Why does Spenser who wrote about the Court and clearly wrote primarily to entertain it, never appear at Court?  Yes, there are Court figures who feature in the story of the birth of modern English literature: Sidney was an important writer as was Raleigh and Bacon, Harington and Donne.  But what about Spenser?  Wouldn’t it make sense that he was brought to Court, like these others, and not left to suffer the slings and arrows of outraged Irish kerns in the wilds of County Limerick?

And what about the great master, the greatest of all, Shakespeare, whose plays were performed at Court for decades?  Why is Shakespeare never found at Court?

The Murder of Shakespeare’s Identity: Acts I through III

One of the reasons why it’s been so hard to convince the world that the Stratford story is a sham is that no one’s ever come up with a single strong reason why the true author’s identity had to be hidden.  Those who first drew the public’s attention to the subject in the 19th century pointed to his obvious knowledge of Court life, claiming that courtiers of stature would have hidden their involvement in the then déclassé public stage.  Certainly this is true, but for most it doesn’t explain why the cover-up had to continue so long after the author’s death.  Sir Philip Sidney’s work was in print, over his name, six years after his death.  Oxford’s uncle, the “Poet Earl” of Surrey, was similarly published over his within ten years of his death.  So why not Oxford’s?

Most of the bigger things in life occur for more than one reason.  If you look at your own life, you’ll see that you went to college for more than one reason, that you picked a particular college for more than one reason, that you married a particular person for more than one reason, changed jobs, bought a house, divorced, always for more than one reason.  Nations go to war for more than one reason, and resist going to war for more than one reason.  Just so, the Shakespeare authorship got hidden for more than one reason.

Had this not been the case, had it not been first to one person’s advantage (his own), then his tutor’s advantage, then to his guardian’s advantage, then to an entire community’s advantage, and ultimately to the advantage of the company he started, one that initiated an industry that has come to be seen as the fourth branch of government, the voice of the people, the truth would surely have been revealed somewhere.  But it wasn’t, it didn’t, and some of these reasons have not faded with time.  For the fact is, that there never was, during Oxford’s lifetime, any advantage to him, to his family, to the theater companies he created and those who profitted by them on into succeeding centuries, for the truth to be revealed to the public; never any advantage to any of these, and plenty of disadvantages.

Not everyone who knew the secret knew it in its entirety, that is, some knew one thing, some another, but the likelihood is that no one knew all that he was writing, or later, all that he had written.  Even to this day there is disagreement over what was his and what was by some other writer or editor.  The committee that produced the First Folio could collect versions of the plays from the various friends, actors, and printers who held them, but how sure could they be of what was and wasn’t his?   Nothing was signed, and because like most men of his class, he dictated to secretaries, nothing was in his own handwriting.

Certainly the Queen knew that particular plays were his, at least since 1598, when the Meres book was published, at least of those plays named by Meres and most likely a dozen more, but it is very likely that of the 38 accepted plays and the 15 to 20 suggested early plays, there were some that she knew nothing about, and those she knew may very well have differed from the versions we know, because it was not advisable that she know the versions played for the West End audience, or on the road, or for a particular private gathering.

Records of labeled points
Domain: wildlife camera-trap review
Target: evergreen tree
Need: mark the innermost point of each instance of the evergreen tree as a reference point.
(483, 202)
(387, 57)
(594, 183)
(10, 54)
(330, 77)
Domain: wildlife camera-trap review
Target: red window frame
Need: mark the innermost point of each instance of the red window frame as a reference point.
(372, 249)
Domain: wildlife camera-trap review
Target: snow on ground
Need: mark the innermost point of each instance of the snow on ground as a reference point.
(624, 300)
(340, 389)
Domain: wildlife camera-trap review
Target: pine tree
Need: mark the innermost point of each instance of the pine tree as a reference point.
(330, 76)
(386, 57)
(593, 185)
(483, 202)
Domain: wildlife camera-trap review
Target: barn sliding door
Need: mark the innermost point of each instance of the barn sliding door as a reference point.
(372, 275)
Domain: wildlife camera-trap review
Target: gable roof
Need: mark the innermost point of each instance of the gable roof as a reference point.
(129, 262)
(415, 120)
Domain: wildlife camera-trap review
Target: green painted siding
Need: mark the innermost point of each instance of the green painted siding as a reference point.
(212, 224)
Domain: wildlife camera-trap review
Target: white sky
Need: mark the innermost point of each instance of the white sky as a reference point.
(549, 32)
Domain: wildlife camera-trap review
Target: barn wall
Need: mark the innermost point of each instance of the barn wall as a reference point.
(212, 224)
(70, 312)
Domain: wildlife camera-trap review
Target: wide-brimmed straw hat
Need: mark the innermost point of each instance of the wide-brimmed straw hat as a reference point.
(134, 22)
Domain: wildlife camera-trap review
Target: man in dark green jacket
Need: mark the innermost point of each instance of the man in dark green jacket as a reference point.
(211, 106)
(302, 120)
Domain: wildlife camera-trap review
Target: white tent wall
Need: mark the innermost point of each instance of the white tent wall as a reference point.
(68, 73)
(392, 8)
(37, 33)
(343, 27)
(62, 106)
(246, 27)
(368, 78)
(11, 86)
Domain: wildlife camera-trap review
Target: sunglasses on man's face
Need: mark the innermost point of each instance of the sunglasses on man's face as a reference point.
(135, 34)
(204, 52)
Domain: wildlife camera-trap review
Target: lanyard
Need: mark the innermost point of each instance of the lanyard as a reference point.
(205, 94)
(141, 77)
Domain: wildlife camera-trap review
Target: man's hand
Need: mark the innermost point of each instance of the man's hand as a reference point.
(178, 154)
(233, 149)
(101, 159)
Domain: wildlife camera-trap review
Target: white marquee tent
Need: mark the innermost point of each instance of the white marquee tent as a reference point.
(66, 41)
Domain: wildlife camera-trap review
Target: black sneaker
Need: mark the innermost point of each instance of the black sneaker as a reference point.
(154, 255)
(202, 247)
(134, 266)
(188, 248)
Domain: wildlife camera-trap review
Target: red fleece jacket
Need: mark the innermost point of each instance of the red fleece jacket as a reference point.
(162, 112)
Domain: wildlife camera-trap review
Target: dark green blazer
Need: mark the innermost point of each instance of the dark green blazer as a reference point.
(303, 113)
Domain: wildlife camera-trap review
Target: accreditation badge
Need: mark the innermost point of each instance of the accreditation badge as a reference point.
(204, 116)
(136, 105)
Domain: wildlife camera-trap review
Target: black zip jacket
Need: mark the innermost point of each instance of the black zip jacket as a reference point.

**Instruction 1:**
Say whether each statement agrees with the text on the Shakespeare authorship question, answering yes or no and quoting the deciding words from the text: (a) Sidney's work was published under his name six years after he died. (b) The author wrote out the plays in his own handwriting. (c) The Meres book came out in 1598.
**Instruction 2:**
Report, copied in full, every line of the listing that contains the word "painted".

**Written answer 1:**
(a) Yes: "Sir Philip Sidney’s work was in print, over his name, six years after his death."
(b) No: "because like most men of his class, he dictated to secretaries, nothing was in his own handwriting."
(c) Yes: "at least since 1598, when the Meres book was published"

**Written answer 2:**
Target: green painted siding
Need: mark the innermost point of each instance of the green painted siding as a reference point.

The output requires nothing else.